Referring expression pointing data
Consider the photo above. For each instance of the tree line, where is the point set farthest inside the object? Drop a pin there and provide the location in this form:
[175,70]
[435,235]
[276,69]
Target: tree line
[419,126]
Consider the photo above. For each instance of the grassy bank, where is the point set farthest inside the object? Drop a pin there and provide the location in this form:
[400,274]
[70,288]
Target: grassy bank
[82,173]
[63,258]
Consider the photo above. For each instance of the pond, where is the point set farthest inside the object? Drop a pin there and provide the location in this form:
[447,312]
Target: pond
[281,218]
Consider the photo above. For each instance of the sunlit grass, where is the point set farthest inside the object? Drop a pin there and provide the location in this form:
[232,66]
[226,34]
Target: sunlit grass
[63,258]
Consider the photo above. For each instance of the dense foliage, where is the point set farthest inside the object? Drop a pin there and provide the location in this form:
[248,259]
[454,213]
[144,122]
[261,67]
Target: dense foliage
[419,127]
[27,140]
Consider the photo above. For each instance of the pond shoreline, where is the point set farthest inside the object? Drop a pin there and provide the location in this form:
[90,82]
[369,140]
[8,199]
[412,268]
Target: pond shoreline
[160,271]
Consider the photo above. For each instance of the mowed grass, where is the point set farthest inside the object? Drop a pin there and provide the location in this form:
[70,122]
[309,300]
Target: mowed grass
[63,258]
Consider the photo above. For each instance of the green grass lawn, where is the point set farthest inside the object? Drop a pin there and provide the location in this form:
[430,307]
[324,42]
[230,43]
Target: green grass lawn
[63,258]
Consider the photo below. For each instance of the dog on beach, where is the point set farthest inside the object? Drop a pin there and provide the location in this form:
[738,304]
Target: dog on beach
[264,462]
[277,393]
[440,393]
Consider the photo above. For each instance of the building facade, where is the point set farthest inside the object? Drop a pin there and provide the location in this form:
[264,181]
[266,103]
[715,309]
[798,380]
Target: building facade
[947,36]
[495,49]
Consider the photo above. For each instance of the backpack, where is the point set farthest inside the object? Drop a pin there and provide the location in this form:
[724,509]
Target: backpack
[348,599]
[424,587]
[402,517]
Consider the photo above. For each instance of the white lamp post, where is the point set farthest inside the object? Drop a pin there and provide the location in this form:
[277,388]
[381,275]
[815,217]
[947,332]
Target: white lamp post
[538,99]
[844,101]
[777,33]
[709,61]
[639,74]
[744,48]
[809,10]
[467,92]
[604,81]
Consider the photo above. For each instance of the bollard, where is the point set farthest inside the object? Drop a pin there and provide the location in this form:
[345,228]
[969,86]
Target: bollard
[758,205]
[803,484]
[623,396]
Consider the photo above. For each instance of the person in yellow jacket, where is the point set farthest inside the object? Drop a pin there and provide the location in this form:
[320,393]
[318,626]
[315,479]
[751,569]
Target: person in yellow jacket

● Problem details: Look above for the line with "Consider the photo above. For each instance of the building"; retype exactly that line, every line after it up to the line with "the backpack, where", and that line too, nothing else.

● Exercise solution:
Consider the photo above. For each instance of the building facade, where is the point set farthest inside the object? Drop a pin there and provide the location in this form:
[264,181]
[266,103]
[715,309]
[798,380]
Target: building facade
[947,36]
[495,49]
Consider the photo above. For each instance of the backpack, where is the point set farthest inside the object? Drop a pin there and provide the location in this form:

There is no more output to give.